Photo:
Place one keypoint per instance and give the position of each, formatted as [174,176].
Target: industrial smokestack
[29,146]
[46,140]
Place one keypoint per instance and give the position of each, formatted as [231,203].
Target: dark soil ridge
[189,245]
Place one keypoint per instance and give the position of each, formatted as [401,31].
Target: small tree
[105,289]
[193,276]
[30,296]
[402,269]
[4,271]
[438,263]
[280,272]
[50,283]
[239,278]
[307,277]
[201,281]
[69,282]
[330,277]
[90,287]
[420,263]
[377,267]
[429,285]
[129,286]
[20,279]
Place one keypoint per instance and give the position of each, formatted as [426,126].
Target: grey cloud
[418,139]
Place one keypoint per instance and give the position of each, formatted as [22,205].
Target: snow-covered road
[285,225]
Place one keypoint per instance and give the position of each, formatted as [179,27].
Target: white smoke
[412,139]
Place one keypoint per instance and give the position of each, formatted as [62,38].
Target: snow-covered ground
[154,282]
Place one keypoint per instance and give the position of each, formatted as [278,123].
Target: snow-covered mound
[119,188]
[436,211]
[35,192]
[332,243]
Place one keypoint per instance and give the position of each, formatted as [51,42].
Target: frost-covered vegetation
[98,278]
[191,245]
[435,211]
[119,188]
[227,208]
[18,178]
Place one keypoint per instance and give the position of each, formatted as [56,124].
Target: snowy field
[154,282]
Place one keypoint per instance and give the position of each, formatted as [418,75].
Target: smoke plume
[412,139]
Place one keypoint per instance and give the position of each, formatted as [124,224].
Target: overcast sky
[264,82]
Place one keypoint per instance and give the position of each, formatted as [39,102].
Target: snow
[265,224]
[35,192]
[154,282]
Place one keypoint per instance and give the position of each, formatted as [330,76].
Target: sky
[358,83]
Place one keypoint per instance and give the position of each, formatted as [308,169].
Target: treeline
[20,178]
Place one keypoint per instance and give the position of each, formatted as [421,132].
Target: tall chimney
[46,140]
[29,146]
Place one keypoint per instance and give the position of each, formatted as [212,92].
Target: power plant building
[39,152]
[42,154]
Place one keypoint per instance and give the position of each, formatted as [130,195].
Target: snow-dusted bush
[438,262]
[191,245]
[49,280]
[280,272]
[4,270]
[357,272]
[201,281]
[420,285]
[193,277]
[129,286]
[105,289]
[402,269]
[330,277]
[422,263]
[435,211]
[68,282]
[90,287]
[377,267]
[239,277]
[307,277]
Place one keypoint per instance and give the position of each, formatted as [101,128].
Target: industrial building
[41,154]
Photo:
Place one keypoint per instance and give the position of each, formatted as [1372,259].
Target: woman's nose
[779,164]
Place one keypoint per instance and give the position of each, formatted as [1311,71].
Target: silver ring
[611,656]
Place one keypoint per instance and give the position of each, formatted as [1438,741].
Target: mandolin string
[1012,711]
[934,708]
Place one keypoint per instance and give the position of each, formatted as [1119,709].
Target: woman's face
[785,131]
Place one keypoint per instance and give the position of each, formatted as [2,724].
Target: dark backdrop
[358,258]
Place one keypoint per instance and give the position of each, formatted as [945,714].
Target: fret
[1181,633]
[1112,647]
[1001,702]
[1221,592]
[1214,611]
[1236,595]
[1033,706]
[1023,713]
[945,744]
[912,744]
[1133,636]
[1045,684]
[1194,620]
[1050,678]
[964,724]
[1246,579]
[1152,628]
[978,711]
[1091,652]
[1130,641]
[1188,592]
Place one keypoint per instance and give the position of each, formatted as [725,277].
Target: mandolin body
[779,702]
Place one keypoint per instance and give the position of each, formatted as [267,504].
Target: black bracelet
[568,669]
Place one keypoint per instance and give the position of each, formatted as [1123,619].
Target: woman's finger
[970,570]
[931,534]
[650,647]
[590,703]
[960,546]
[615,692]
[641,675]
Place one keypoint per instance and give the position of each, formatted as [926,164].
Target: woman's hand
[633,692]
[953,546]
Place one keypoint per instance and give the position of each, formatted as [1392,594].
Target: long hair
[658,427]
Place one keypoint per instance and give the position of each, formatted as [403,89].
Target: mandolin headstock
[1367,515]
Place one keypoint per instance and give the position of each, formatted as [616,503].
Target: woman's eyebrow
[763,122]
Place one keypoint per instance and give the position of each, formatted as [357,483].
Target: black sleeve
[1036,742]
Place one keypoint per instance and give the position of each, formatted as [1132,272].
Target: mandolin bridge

**WHAT YOU SHOULD DO**
Starting with the line that contains "formatted as [725,277]." and going on through the end of the records, please write out every line again, requests included, shifting each answer coordinate by adding 109 to both of its numbers.

**ANSWER TO THIS TASK**
Place one keypoint per instance and give the position of each, formatted as [725,277].
Target: mandolin body
[888,811]
Place one keypoint per instance and give the position of each, formatted as [267,504].
Target: black bracelet
[677,778]
Place one keypoint per instance and give the position of each, formatted as [1123,619].
Target: woman's finger
[1079,679]
[1040,643]
[759,756]
[699,812]
[1069,655]
[724,801]
[750,784]
Place one keypoint per instance and give the position of each, formatted as [926,164].
Target: woman's hand
[742,801]
[1062,655]
Place one keypoint per instance and give the position of each, formatted as [1392,594].
Target: long hair
[767,536]
Place one keypoint per instance and give the position of each, formatted as [403,89].
Target: mandolin headstock
[1476,624]
Place one keypoint per instance and give the position of each, formatted as [616,503].
Target: woman's eyebrow
[872,231]
Place one keypoint per instance and give the position of each, formatted as [357,483].
Target: black sleeve
[1145,851]
Place one keypoint per instance and give the position of each, formatted as [1132,272].
Target: mandolin bridge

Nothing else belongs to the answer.